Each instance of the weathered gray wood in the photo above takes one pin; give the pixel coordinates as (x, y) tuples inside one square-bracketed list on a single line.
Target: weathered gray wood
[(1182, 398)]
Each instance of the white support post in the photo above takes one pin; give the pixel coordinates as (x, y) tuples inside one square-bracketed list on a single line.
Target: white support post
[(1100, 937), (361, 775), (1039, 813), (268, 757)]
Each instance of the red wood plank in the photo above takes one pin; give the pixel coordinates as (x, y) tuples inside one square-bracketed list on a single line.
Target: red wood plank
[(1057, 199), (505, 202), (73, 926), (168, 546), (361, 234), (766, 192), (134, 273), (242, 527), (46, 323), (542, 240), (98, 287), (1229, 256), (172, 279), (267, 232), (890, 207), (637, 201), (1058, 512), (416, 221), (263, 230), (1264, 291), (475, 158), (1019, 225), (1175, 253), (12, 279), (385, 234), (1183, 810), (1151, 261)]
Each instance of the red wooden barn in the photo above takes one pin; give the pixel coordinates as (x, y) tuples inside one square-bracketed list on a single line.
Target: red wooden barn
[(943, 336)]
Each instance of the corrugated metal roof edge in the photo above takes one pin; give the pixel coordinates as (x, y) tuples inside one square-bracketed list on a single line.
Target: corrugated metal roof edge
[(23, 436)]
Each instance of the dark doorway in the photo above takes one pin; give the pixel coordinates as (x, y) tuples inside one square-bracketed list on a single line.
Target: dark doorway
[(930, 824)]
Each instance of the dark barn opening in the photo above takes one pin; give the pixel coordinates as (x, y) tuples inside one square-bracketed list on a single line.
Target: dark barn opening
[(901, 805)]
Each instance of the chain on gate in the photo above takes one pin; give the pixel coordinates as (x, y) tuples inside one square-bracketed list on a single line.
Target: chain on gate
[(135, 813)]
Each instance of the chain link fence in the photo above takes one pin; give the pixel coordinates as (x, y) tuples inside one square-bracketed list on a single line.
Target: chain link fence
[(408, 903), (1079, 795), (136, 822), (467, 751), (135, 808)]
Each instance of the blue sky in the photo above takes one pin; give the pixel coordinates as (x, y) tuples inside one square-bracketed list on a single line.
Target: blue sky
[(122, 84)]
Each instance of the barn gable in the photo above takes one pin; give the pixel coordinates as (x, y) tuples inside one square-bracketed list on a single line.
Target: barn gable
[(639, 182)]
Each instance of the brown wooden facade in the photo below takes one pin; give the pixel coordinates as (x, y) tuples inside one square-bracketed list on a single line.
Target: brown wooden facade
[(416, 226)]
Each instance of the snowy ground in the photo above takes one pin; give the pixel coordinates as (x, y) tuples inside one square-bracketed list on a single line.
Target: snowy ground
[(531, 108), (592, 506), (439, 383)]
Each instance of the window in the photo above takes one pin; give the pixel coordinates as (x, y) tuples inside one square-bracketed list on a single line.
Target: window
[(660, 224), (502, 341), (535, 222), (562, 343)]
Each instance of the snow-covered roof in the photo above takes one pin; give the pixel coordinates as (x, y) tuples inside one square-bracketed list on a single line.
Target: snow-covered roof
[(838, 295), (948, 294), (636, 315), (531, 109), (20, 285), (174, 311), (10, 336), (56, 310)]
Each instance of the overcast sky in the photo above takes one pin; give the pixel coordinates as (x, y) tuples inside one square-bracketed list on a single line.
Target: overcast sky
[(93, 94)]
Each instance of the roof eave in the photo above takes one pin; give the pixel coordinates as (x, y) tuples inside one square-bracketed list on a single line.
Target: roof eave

- INSTRUCTIONS TO FOLLOW
Would you please write out, exactly and with no other lines, the stretch of the listing above from the line containing "Target: brown wooden facade" through the line containing "Each instance of the window"?

- TASK SOLUTION
Target: brown wooden facade
[(416, 226)]
Each instance of the snowy ground in the photo above takes one pin; give the pixel coordinates as (x, y) tuples inside one square-bracketed list on a single line.
Target: snowy ground
[(531, 108), (592, 506), (439, 383)]
Each instance of the window in the photo above takes one pin; give the pixel coordinates as (x, y) tuples inside one square-bracketed list on a single line.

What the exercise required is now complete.